### Tasks for this exercise
- 1) Transcribe the portion of the architecture documentation from "6.2. Login User" up to and including "takes care of.".
- 2) According to the architecture documentation, what does the Adapter do?

### Given text
= = = = = = =
The application is represented as a whitebox with black boxes inside.
5.2. Black Box descriptions of Overall System
Name |
Responsability |
Views |
They are responsible for the logic and operation of the views with which the user interacts. |
Components |
Receives data from Model layer to represent it on the device. Is the layer wich interacts with actors (users and administrator) |
Controller |
Receives requests and manage the interactions between View layer and Model layer |
Model |
Defines the business model. Provides information to controllers to respond to the request they received. |
Adapter |
It communicates with the database to store or retrieve the data it needs. |
5.3. Building block view - Level 2
6. Runtime View
6.1. Register User
This runtime view shows the process of registering a user, going through SYQ web and Api to database, storing the data in the database.
6.2. Login User
This runtime view shows the login process of a user, going through SYQ web and Api to database, via the location stored in the database.
6.3. Login User
This runtime view shows the home screen, the syg app takes care of.
= = = = = = =
### Extracted entries

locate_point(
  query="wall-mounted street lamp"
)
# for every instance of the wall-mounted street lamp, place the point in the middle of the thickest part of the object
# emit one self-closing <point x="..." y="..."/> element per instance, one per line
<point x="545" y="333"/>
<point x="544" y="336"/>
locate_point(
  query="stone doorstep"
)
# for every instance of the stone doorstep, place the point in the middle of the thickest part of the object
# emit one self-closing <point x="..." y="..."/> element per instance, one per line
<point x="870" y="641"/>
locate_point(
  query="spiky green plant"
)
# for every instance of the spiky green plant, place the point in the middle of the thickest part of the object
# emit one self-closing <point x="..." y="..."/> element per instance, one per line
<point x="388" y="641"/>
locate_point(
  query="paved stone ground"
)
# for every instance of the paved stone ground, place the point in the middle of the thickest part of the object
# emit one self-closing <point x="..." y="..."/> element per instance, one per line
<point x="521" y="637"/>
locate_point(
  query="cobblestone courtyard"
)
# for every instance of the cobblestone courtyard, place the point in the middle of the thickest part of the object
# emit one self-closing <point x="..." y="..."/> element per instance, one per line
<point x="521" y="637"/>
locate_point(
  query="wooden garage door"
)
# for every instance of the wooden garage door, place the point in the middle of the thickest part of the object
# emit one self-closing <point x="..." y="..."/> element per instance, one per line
= = = = = = =
### The replies
- 1)
6.2. Login User
This runtime view shows the login process of a user, going through SYQ web and Api to database, via the location stored in the database.
6.3. Login User
This runtime view shows the home screen, the syg app takes care of.

- 2) It communicates with the database to store or retrieve the data it needs.